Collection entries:
■ ■ ■
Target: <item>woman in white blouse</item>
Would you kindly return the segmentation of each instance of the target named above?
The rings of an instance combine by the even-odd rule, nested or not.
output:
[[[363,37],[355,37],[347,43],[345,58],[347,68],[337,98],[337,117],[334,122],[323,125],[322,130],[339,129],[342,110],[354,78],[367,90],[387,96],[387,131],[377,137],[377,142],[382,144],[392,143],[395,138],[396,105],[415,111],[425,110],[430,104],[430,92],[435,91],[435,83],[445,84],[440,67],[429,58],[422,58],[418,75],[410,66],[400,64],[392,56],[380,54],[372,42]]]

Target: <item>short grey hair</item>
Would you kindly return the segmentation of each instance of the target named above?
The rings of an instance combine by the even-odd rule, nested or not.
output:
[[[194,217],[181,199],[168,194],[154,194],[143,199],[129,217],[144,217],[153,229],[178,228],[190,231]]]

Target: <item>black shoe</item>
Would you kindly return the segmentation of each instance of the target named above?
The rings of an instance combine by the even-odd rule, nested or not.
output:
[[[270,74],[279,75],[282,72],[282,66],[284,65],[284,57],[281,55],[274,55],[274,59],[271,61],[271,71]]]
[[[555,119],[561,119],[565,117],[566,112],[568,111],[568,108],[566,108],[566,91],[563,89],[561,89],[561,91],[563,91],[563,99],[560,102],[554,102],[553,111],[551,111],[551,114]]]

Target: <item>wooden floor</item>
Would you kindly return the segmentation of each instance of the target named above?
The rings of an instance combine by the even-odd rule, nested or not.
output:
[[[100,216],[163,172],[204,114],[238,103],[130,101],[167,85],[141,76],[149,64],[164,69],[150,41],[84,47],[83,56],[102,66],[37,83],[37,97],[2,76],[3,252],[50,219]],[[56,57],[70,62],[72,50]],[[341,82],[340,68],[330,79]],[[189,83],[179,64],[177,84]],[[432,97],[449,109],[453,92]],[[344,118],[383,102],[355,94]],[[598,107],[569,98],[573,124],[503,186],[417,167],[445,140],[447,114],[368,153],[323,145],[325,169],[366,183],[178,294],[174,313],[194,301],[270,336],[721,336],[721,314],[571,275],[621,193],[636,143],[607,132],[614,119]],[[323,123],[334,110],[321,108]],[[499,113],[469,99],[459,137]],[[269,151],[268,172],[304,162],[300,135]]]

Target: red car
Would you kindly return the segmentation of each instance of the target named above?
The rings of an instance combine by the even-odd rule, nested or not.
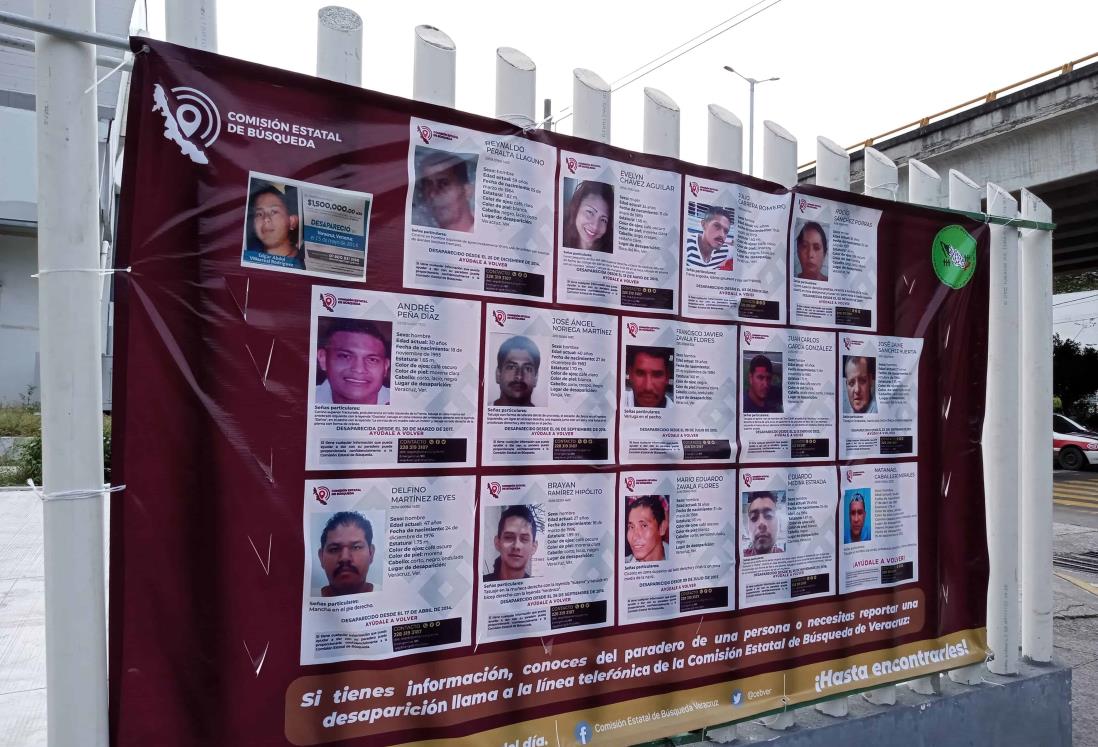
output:
[[[1052,416],[1052,455],[1064,469],[1085,469],[1098,464],[1098,433],[1071,418]]]

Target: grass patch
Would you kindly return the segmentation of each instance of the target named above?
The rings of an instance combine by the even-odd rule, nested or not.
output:
[[[39,436],[42,415],[20,405],[0,405],[0,436]]]
[[[42,436],[31,439],[16,449],[7,464],[0,462],[0,486],[26,485],[27,480],[42,484]],[[103,481],[111,480],[111,419],[103,417]]]

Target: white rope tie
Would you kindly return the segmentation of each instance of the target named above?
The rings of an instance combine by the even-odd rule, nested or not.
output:
[[[31,492],[38,496],[43,503],[46,501],[79,501],[85,498],[99,498],[104,493],[118,493],[126,489],[125,485],[104,485],[100,488],[85,488],[80,490],[59,490],[56,493],[47,493],[34,484],[34,480],[27,480]]]

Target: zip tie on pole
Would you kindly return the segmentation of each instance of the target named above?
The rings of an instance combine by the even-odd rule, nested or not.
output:
[[[58,267],[58,268],[53,269],[53,270],[39,270],[38,272],[31,275],[31,277],[32,278],[38,278],[38,277],[41,277],[42,275],[52,275],[55,272],[94,272],[94,273],[99,274],[99,275],[114,275],[115,273],[118,273],[118,272],[130,272],[132,270],[133,270],[132,267],[118,267],[118,268],[111,268],[111,269],[106,269],[106,270],[98,268],[98,267],[94,267],[94,268],[93,267]]]
[[[45,503],[46,501],[79,501],[84,498],[97,498],[104,493],[118,493],[126,489],[125,485],[104,485],[101,488],[92,488],[84,490],[59,490],[56,493],[47,493],[34,484],[34,480],[27,480],[27,485],[30,486],[31,492]]]
[[[103,81],[105,81],[105,80],[106,80],[107,78],[111,77],[112,75],[114,75],[115,73],[117,73],[117,72],[118,72],[119,70],[121,70],[121,69],[122,69],[122,66],[123,66],[123,65],[125,65],[125,64],[126,64],[126,62],[127,62],[127,60],[126,60],[126,55],[122,55],[122,61],[121,61],[121,62],[119,62],[119,63],[118,63],[117,65],[115,65],[115,66],[114,66],[114,67],[113,67],[113,68],[112,68],[112,69],[110,70],[110,72],[108,72],[108,73],[107,73],[106,75],[104,75],[104,76],[103,76],[102,78],[100,78],[99,80],[95,81],[95,82],[94,82],[94,83],[92,83],[92,84],[91,84],[90,86],[88,86],[88,87],[87,87],[86,89],[84,89],[84,95],[85,95],[85,96],[87,96],[87,95],[88,95],[89,93],[91,93],[91,92],[92,92],[92,91],[94,91],[94,90],[95,90],[96,88],[98,88],[98,87],[100,86],[100,84],[102,84],[102,83],[103,83]]]

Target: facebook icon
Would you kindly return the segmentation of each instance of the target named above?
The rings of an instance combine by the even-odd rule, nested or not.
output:
[[[576,742],[578,744],[591,744],[591,726],[586,721],[576,724]]]

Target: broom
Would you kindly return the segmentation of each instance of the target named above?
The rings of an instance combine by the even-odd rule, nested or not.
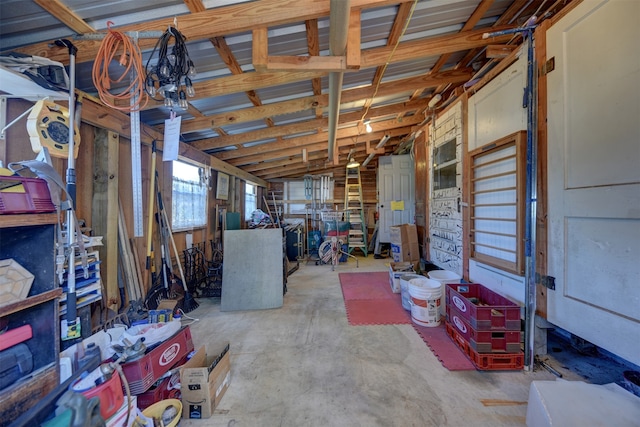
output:
[[[156,171],[156,174],[158,172]],[[156,179],[156,185],[158,183],[158,180]],[[178,254],[178,249],[176,248],[176,241],[173,238],[173,232],[171,231],[171,226],[169,225],[169,219],[167,218],[167,212],[164,210],[164,202],[162,200],[162,194],[160,193],[160,188],[157,187],[157,192],[158,192],[158,207],[160,208],[160,214],[162,215],[161,217],[161,223],[164,223],[164,227],[165,230],[167,232],[167,234],[169,235],[169,240],[171,240],[171,247],[173,247],[173,253],[176,255],[176,261],[178,264],[178,270],[180,270],[180,279],[182,280],[182,287],[183,287],[183,291],[184,291],[184,297],[182,300],[182,311],[184,311],[185,313],[189,313],[190,311],[195,310],[196,308],[198,308],[198,306],[200,304],[198,304],[198,302],[195,300],[195,298],[193,297],[193,295],[191,295],[191,292],[189,292],[189,289],[187,288],[187,282],[184,280],[184,272],[182,271],[182,264],[180,263],[180,255]],[[171,254],[169,253],[169,258],[171,258]],[[172,292],[176,292],[173,289],[173,286],[175,285],[172,284]],[[177,293],[177,292],[176,292]]]

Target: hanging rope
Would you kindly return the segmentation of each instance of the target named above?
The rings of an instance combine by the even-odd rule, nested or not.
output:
■ ■ ■
An exact copy of the records above is needed, free of pictures.

Response to the task =
Target: <item>woman in white blouse</item>
Would you kindly return the segmentation of each instance of the target named above?
The rings of an instance combine by the even-odd rule, nested or not.
output:
[[[363,37],[355,37],[347,43],[345,58],[347,68],[337,98],[337,117],[334,122],[323,125],[322,130],[339,129],[342,110],[354,78],[367,90],[387,96],[387,131],[377,137],[377,142],[382,144],[392,143],[395,138],[396,105],[415,111],[425,110],[430,104],[430,92],[435,91],[435,83],[445,84],[440,67],[429,58],[422,58],[418,75],[410,66],[400,64],[392,56],[380,54],[372,42]]]

Target: <item>short grey hair</item>
Would you kindly return the segmentation of each instance of the target named above?
The rings of an instance combine by the even-odd rule, nested or not.
output:
[[[194,217],[181,199],[168,194],[154,194],[143,199],[129,217],[144,217],[153,229],[178,228],[190,231]]]

Target: <item>black shoe</item>
Would you kindly return the segmentation of each instance of the target named above?
The rings of an instance combine by the even-odd rule, nested or not.
output:
[[[270,74],[279,75],[282,72],[282,66],[284,65],[284,57],[281,55],[274,55],[274,59],[271,61],[271,71]]]
[[[555,119],[561,119],[565,117],[566,112],[568,111],[568,108],[566,108],[566,91],[563,89],[561,89],[561,91],[563,91],[563,99],[560,102],[554,102],[553,111],[551,111],[551,114]]]

Target: <item>wooden floor</item>
Would you kindly return the segmentation of each instance of the target named above?
The rings of an instance combine by the even-odd rule, nested or not.
output:
[[[100,216],[163,172],[204,114],[238,103],[130,101],[167,85],[141,76],[149,64],[164,69],[150,41],[84,47],[83,56],[102,66],[37,83],[37,97],[2,76],[3,252],[50,219]],[[56,57],[70,62],[72,50]],[[341,82],[340,68],[330,79]],[[189,83],[179,64],[177,84]],[[432,97],[449,109],[453,92]],[[344,118],[383,102],[355,94]],[[598,107],[569,98],[573,124],[503,186],[417,167],[445,140],[447,114],[368,153],[323,145],[325,169],[366,183],[178,294],[174,313],[194,301],[270,336],[721,336],[721,314],[571,275],[621,193],[636,143],[607,132],[614,119]],[[323,123],[334,110],[321,108]],[[499,113],[469,99],[459,137]],[[269,151],[268,172],[304,162],[300,135]]]

Target: red car
Would you kindly return the segmentation of each instance of the target named above?
The rings of an instance combine by the even-odd rule, nested or not.
output:
[[[1052,416],[1052,455],[1064,469],[1085,469],[1098,464],[1098,433],[1071,418]]]

Target: grass patch
Would you kindly return the segmentation of each instance of the target named above?
The rings of an instance combine by the even-odd rule, nested or not.
output:
[[[39,436],[42,415],[20,405],[0,405],[0,436]]]
[[[42,436],[31,439],[16,449],[7,464],[0,462],[0,486],[26,485],[27,480],[42,484]],[[103,481],[111,480],[111,419],[103,417]]]

Target: white rope tie
Would you kindly return the segmentation of each instance of the target named above?
The rings of an instance combine by the even-odd rule, nested or not.
output:
[[[31,492],[38,496],[43,503],[46,501],[79,501],[85,498],[99,498],[104,493],[118,493],[126,489],[125,485],[104,485],[100,488],[85,488],[80,490],[59,490],[56,493],[47,493],[34,484],[34,480],[27,480]]]

Target: zip tie on pole
Would you kindly return the segmentation of each instance of the target named above?
The rings of an instance combine by the even-odd rule, nested or not.
output:
[[[58,267],[58,268],[53,269],[53,270],[39,270],[38,272],[31,275],[31,277],[32,278],[38,278],[38,277],[41,277],[42,275],[52,275],[55,272],[94,272],[94,273],[99,274],[99,275],[114,275],[115,273],[118,273],[118,272],[130,272],[132,270],[133,270],[132,267],[118,267],[118,268],[111,268],[111,269],[106,269],[106,270],[98,268],[98,267],[94,267],[94,268],[93,267]]]
[[[45,503],[46,501],[79,501],[84,498],[97,498],[104,493],[118,493],[126,489],[125,485],[104,485],[101,488],[92,488],[84,490],[59,490],[56,493],[47,493],[34,484],[34,480],[27,480],[27,485],[30,486],[31,492]]]
[[[103,81],[105,81],[105,80],[106,80],[107,78],[111,77],[112,75],[114,75],[115,73],[117,73],[117,72],[118,72],[119,70],[121,70],[121,69],[122,69],[122,66],[123,66],[123,65],[125,65],[125,64],[126,64],[126,62],[127,62],[127,60],[126,60],[126,55],[122,55],[122,61],[121,61],[121,62],[119,62],[119,63],[118,63],[117,65],[115,65],[115,66],[114,66],[114,67],[113,67],[113,68],[112,68],[112,69],[110,70],[110,72],[108,72],[108,73],[107,73],[106,75],[104,75],[104,76],[103,76],[102,78],[100,78],[99,80],[95,81],[95,82],[94,82],[94,83],[92,83],[92,84],[91,84],[90,86],[88,86],[88,87],[87,87],[86,89],[84,89],[84,95],[85,95],[85,96],[87,96],[87,95],[88,95],[89,93],[91,93],[91,92],[92,92],[92,91],[94,91],[94,90],[95,90],[96,88],[98,88],[98,87],[100,86],[100,84],[102,84],[102,83],[103,83]]]

Target: facebook icon
Would you kindly return the segmentation of each instance of the target named above?
The rings of an instance combine by the even-odd rule, nested or not.
output:
[[[576,742],[578,744],[591,744],[591,726],[586,721],[576,724]]]

Target: broom
Would you kindly return the segmentation of each instance of the target named above?
The rings of an instance combine by the even-odd rule, nested or not.
output:
[[[156,171],[156,174],[158,172]],[[156,179],[156,185],[158,183],[158,180]],[[178,254],[178,249],[176,248],[176,241],[173,238],[173,232],[171,231],[171,226],[169,225],[169,219],[167,218],[167,212],[164,210],[164,202],[162,200],[162,194],[160,193],[160,188],[157,187],[157,192],[158,192],[158,207],[160,208],[160,214],[162,215],[161,217],[161,223],[164,223],[164,227],[165,230],[167,232],[167,234],[169,235],[169,240],[171,240],[171,247],[173,247],[173,253],[176,255],[176,261],[178,264],[178,270],[180,270],[180,279],[182,280],[182,287],[183,287],[183,291],[184,291],[184,297],[182,300],[182,311],[184,311],[185,313],[189,313],[190,311],[195,310],[196,308],[198,308],[198,306],[200,304],[198,304],[198,302],[195,300],[195,298],[193,297],[193,295],[191,295],[191,292],[189,292],[189,289],[187,288],[187,282],[184,280],[184,272],[182,271],[182,264],[180,263],[180,255]],[[171,254],[169,253],[169,258],[171,258]],[[172,292],[176,292],[173,289],[173,286],[175,285],[172,284]],[[177,293],[177,292],[176,292]]]

Target: hanging rope
Would you kindly return the segmentation of each instance of the target named above?
The rings of an instance combine by the even-odd rule, nested or not.
output:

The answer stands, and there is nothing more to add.